**WORK REQUEST**: Return, from the material below, each line in which the word "chrome" is present.

--- START ---

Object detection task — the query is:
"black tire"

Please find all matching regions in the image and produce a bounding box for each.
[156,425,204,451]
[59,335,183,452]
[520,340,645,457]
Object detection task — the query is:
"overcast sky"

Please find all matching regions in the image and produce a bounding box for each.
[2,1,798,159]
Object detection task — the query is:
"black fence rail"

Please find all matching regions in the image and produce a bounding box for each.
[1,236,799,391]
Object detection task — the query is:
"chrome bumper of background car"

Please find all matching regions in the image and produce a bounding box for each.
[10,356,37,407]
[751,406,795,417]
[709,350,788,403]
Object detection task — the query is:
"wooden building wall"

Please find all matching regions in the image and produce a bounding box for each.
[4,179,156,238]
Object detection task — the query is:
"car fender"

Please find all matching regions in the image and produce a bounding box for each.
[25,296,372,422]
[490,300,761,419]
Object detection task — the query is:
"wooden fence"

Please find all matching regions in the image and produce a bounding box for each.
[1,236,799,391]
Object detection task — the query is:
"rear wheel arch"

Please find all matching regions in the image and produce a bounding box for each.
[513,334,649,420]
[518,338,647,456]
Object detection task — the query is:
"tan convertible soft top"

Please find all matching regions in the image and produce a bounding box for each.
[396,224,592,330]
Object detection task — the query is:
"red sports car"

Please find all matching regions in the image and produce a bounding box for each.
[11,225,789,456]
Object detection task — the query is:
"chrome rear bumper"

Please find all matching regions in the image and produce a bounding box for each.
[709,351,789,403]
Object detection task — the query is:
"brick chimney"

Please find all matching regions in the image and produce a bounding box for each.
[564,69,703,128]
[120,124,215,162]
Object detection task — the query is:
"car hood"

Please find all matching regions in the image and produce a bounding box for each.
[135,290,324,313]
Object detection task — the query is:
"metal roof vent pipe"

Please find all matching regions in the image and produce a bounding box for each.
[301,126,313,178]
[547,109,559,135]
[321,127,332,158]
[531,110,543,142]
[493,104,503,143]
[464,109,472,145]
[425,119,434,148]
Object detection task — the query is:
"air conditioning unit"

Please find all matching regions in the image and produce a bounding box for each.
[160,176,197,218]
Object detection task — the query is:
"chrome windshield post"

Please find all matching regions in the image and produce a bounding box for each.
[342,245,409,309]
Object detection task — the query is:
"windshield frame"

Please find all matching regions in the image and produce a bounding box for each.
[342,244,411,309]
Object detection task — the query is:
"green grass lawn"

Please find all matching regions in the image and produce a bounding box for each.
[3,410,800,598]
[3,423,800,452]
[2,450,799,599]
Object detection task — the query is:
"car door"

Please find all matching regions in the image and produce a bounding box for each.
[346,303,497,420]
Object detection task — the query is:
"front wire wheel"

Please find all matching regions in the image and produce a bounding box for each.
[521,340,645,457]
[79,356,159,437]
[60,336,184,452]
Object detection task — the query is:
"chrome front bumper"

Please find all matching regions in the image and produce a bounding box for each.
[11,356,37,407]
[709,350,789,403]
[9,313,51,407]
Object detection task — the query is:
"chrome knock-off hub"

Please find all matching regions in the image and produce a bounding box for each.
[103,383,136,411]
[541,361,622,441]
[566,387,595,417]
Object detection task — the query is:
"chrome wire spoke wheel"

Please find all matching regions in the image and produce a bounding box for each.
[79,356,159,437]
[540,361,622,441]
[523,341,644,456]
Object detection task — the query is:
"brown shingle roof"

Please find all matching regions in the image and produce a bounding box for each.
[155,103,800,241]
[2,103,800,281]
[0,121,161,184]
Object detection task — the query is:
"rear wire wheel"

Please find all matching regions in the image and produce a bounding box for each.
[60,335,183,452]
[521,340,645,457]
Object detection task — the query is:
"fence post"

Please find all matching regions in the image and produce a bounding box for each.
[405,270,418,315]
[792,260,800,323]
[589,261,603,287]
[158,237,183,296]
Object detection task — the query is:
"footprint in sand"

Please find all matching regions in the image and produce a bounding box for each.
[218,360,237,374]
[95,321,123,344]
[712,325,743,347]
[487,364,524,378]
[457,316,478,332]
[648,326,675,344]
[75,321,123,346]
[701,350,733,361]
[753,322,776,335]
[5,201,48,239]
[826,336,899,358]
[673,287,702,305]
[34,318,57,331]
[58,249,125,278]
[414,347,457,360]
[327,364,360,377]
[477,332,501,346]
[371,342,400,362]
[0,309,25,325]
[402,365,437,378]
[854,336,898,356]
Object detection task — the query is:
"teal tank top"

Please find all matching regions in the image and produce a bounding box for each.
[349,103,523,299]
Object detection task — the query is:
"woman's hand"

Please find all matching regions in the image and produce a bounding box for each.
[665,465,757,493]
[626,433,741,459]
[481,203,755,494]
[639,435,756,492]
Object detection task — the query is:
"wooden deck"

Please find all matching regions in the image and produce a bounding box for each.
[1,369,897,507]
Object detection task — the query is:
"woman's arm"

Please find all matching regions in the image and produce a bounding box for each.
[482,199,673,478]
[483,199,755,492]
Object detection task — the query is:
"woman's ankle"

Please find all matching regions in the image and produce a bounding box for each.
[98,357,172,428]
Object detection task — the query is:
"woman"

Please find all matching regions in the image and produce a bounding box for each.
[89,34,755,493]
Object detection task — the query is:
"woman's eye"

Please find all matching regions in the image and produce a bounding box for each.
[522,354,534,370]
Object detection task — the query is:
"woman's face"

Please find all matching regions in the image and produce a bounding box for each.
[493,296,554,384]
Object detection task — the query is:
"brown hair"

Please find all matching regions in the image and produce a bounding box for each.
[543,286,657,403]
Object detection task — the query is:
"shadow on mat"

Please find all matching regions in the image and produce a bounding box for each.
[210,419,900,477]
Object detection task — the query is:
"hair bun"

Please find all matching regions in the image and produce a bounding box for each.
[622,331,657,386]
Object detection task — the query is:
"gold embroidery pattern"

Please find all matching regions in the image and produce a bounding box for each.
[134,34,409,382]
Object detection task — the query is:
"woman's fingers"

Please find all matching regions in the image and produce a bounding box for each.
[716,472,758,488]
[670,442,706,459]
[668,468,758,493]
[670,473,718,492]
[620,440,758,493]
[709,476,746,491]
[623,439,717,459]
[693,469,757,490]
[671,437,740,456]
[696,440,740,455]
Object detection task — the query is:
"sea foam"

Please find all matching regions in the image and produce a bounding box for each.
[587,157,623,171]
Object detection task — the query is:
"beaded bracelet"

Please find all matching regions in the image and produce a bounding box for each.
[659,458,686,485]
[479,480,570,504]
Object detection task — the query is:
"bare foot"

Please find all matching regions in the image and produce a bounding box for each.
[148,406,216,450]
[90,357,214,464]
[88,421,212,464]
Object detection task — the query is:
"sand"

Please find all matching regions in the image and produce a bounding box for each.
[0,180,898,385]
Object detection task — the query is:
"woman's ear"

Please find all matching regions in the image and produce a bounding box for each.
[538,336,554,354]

--- END ---

**TASK ANSWER**:
"chrome bumper of background car"
"chrome rear bumper"
"chrome windshield post"
"chrome front bumper"
"chrome knock-off hub"
"chrome wire spoke wheel"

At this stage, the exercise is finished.